* Exercise prompt
List each line of the entries below that contains the word "belt".

* Entries provided
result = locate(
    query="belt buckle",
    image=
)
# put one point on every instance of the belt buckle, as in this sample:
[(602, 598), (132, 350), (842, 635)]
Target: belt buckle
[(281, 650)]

...

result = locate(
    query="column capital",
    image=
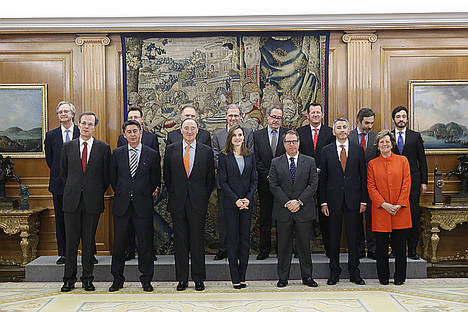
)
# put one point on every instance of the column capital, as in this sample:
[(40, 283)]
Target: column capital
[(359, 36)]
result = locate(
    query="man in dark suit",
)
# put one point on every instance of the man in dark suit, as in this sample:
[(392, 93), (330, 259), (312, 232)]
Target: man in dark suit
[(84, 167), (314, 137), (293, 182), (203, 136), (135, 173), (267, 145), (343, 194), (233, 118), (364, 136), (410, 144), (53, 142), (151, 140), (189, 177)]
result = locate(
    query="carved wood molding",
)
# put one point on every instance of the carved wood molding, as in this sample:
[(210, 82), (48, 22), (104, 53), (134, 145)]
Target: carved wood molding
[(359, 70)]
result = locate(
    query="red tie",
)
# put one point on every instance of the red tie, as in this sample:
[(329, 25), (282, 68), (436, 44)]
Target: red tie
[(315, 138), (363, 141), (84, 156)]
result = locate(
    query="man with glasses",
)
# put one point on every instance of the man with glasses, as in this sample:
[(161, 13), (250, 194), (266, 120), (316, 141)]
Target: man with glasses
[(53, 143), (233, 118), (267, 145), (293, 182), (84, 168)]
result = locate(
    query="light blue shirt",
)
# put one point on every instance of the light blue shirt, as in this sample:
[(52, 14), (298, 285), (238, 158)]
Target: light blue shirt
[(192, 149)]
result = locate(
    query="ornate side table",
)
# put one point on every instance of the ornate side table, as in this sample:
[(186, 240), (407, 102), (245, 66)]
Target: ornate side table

* Final result
    query="belt buckle",
# put one point on every instance of the belt buckle, as in this sample:
Target: belt buckle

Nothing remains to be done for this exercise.